Data lines
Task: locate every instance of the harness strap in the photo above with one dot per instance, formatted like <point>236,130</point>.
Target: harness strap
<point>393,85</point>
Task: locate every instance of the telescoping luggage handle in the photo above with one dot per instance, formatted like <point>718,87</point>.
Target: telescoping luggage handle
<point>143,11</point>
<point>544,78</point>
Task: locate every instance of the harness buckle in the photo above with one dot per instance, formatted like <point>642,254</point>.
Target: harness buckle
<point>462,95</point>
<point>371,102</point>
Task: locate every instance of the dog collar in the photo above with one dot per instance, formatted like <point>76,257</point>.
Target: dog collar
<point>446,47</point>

* * *

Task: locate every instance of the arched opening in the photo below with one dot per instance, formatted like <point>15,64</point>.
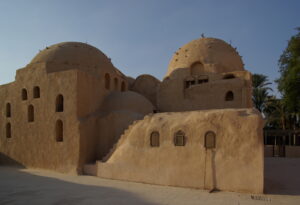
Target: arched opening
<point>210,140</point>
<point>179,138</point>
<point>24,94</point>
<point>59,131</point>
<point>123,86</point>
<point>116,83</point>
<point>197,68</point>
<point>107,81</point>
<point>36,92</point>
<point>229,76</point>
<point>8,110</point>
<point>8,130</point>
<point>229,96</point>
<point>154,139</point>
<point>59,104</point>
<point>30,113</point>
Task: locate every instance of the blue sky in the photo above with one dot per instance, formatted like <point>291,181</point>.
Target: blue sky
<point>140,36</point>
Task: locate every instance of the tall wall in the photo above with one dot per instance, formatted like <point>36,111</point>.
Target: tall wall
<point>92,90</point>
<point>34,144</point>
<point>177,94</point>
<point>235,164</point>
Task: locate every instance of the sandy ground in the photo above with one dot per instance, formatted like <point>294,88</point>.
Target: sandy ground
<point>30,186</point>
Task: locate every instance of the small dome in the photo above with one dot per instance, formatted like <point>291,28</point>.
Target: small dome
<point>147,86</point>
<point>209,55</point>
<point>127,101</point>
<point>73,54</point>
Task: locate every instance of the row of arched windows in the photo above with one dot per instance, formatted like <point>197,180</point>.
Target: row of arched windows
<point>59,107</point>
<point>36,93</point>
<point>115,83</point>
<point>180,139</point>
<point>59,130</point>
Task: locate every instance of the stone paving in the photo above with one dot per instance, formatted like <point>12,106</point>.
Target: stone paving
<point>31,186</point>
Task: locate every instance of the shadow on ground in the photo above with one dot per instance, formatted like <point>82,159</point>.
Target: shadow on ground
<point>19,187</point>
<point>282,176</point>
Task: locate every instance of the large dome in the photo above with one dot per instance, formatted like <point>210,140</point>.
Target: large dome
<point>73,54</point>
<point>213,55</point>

* * *

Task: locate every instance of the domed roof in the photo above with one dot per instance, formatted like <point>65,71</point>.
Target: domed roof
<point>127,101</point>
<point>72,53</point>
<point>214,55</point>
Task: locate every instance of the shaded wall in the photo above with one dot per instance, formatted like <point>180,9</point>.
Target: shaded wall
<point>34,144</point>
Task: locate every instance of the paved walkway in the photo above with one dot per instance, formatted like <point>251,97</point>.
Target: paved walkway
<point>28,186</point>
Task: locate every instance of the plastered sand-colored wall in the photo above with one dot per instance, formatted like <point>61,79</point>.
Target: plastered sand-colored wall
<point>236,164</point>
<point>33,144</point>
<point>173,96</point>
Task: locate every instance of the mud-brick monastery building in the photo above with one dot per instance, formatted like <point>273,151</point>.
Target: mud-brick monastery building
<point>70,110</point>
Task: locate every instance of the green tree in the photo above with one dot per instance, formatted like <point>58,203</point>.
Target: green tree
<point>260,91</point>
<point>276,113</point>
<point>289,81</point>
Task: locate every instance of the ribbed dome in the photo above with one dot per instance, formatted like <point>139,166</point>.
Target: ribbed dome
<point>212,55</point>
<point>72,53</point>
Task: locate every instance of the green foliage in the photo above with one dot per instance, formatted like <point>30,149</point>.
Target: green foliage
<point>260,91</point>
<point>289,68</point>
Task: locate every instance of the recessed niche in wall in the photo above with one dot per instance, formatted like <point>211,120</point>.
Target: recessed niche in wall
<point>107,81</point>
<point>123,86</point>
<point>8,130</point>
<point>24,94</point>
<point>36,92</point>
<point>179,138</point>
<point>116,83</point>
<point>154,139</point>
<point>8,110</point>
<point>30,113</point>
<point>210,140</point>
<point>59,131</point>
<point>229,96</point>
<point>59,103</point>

Short exercise
Please reproduce the entries word for word, starting at the line that contains "Task: locate every instance of the harness strap" and stopping after the line that contains "<point>393,85</point>". Include both of those lines.

Output
Task: locate every instance of the harness strap in the photo above with one dot per instance, formatted like <point>236,130</point>.
Target: harness strap
<point>393,85</point>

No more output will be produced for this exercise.